What is required: Please list every line below that contains the word "white", copying each one in full.

Listed records:

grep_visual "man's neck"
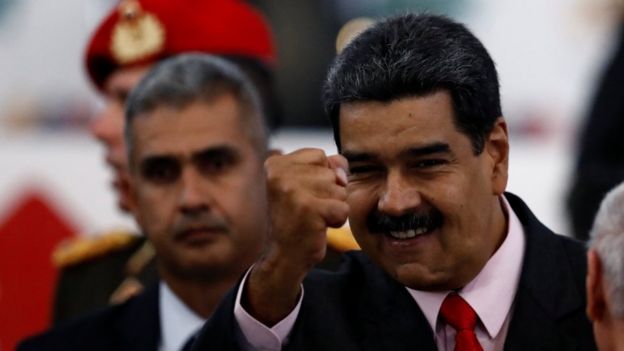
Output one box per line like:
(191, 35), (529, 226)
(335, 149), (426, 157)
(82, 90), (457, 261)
(161, 270), (238, 319)
(613, 319), (624, 351)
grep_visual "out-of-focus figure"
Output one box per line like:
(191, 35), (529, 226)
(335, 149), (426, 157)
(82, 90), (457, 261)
(54, 0), (279, 322)
(567, 1), (624, 240)
(587, 183), (624, 351)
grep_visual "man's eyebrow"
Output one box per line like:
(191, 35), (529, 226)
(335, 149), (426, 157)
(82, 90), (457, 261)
(192, 145), (239, 160)
(342, 142), (451, 162)
(342, 151), (377, 163)
(400, 142), (451, 157)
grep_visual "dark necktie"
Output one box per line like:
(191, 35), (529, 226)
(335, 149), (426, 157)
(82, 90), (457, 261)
(180, 333), (197, 351)
(440, 293), (483, 351)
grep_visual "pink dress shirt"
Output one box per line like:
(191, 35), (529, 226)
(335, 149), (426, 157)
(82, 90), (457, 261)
(234, 197), (525, 351)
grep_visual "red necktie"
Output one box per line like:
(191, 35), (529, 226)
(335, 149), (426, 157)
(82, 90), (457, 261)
(440, 293), (483, 351)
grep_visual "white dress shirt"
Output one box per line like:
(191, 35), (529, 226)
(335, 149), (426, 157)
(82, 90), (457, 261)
(158, 281), (206, 351)
(234, 196), (525, 351)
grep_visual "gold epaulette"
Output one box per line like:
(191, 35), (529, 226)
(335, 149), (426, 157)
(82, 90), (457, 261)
(52, 230), (139, 268)
(327, 226), (360, 252)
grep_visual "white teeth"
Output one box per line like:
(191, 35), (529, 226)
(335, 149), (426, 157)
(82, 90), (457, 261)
(390, 227), (427, 239)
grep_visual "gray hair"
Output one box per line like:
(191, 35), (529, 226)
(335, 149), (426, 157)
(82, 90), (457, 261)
(589, 183), (624, 318)
(125, 53), (268, 157)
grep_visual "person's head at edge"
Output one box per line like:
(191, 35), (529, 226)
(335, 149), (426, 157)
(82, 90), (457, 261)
(85, 0), (280, 211)
(323, 14), (509, 290)
(587, 183), (624, 351)
(125, 54), (268, 316)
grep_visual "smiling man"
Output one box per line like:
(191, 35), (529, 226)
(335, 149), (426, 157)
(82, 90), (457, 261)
(196, 14), (595, 351)
(21, 54), (268, 351)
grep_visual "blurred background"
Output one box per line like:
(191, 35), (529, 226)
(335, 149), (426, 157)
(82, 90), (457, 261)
(0, 0), (620, 351)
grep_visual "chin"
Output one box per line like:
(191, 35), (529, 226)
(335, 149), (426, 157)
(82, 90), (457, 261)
(392, 263), (456, 291)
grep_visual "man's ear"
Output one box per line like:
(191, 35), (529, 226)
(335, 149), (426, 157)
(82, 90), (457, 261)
(585, 249), (607, 321)
(119, 170), (138, 218)
(484, 117), (509, 195)
(267, 149), (284, 158)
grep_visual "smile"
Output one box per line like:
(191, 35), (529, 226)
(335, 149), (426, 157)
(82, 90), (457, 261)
(388, 227), (429, 239)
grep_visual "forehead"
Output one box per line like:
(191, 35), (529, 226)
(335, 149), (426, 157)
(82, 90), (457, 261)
(340, 91), (463, 152)
(132, 94), (253, 158)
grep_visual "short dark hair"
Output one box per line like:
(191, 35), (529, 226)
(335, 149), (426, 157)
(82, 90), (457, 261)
(125, 53), (268, 156)
(323, 14), (502, 154)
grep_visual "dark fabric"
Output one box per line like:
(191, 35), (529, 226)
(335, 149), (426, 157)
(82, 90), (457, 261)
(567, 25), (624, 240)
(193, 194), (595, 351)
(53, 237), (158, 325)
(17, 284), (160, 351)
(53, 237), (341, 325)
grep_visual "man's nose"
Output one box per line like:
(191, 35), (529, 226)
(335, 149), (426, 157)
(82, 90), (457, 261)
(377, 171), (422, 216)
(179, 167), (210, 214)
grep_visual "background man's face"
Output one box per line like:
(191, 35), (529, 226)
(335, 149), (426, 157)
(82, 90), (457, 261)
(91, 66), (149, 211)
(131, 94), (267, 279)
(340, 91), (507, 290)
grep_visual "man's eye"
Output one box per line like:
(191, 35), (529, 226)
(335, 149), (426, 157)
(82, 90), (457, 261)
(196, 154), (236, 175)
(141, 159), (181, 184)
(349, 165), (382, 179)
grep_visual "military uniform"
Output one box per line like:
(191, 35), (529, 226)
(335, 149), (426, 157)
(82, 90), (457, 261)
(53, 227), (359, 324)
(53, 232), (158, 323)
(54, 0), (357, 322)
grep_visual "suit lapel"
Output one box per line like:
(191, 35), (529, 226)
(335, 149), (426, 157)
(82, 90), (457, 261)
(505, 194), (584, 350)
(359, 260), (436, 350)
(115, 284), (160, 351)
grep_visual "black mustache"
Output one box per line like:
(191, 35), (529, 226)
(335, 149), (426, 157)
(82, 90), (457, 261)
(366, 209), (444, 233)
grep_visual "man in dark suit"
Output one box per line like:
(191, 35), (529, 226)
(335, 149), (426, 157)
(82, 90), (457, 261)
(21, 54), (269, 351)
(195, 14), (595, 350)
(54, 0), (279, 323)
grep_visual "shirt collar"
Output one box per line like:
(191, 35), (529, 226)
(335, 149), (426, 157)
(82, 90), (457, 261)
(406, 196), (525, 338)
(159, 281), (205, 351)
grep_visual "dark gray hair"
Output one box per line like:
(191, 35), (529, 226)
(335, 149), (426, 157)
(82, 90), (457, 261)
(323, 13), (502, 154)
(589, 183), (624, 318)
(125, 53), (268, 156)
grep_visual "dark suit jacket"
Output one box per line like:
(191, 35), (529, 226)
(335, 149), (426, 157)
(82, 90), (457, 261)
(194, 194), (595, 351)
(18, 284), (160, 351)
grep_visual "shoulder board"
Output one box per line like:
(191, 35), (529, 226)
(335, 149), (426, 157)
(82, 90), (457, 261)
(327, 226), (360, 252)
(52, 230), (139, 268)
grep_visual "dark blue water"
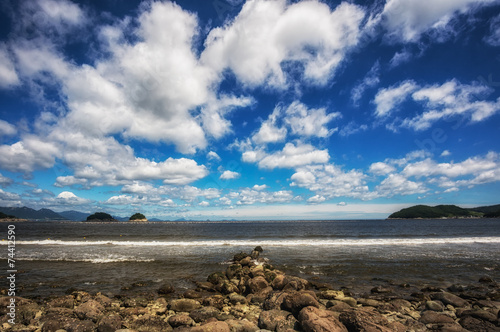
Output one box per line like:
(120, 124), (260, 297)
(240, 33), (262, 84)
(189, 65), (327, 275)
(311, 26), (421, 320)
(0, 219), (500, 296)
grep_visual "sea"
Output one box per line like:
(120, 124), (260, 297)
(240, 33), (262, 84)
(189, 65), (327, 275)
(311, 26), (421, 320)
(0, 219), (500, 297)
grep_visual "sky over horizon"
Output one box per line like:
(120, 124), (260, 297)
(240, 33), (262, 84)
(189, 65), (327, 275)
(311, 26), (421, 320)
(0, 0), (500, 220)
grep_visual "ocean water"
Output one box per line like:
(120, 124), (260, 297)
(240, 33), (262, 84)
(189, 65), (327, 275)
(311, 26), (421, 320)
(0, 219), (500, 296)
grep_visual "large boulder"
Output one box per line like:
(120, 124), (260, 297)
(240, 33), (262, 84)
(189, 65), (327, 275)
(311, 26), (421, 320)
(299, 307), (347, 332)
(75, 300), (104, 322)
(259, 309), (298, 331)
(282, 291), (321, 316)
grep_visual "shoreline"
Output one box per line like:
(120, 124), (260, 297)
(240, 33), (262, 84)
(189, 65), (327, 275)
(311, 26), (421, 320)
(0, 247), (500, 332)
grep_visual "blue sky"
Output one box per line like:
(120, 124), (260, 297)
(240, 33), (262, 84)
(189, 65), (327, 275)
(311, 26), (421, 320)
(0, 0), (500, 220)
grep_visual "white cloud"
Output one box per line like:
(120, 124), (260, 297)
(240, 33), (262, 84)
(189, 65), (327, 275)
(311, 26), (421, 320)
(202, 0), (364, 87)
(284, 101), (341, 138)
(290, 164), (369, 199)
(374, 79), (500, 130)
(252, 107), (287, 144)
(351, 61), (380, 105)
(307, 195), (326, 204)
(369, 162), (396, 175)
(0, 119), (17, 137)
(258, 142), (330, 169)
(219, 171), (241, 180)
(0, 43), (20, 89)
(53, 191), (91, 205)
(380, 0), (495, 42)
(207, 151), (222, 161)
(484, 15), (500, 46)
(374, 80), (417, 117)
(0, 173), (14, 186)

Answer for this exercise:
grep_visual "white dress shirt"
grep_visual "white teeth"
grep_visual "white cloud"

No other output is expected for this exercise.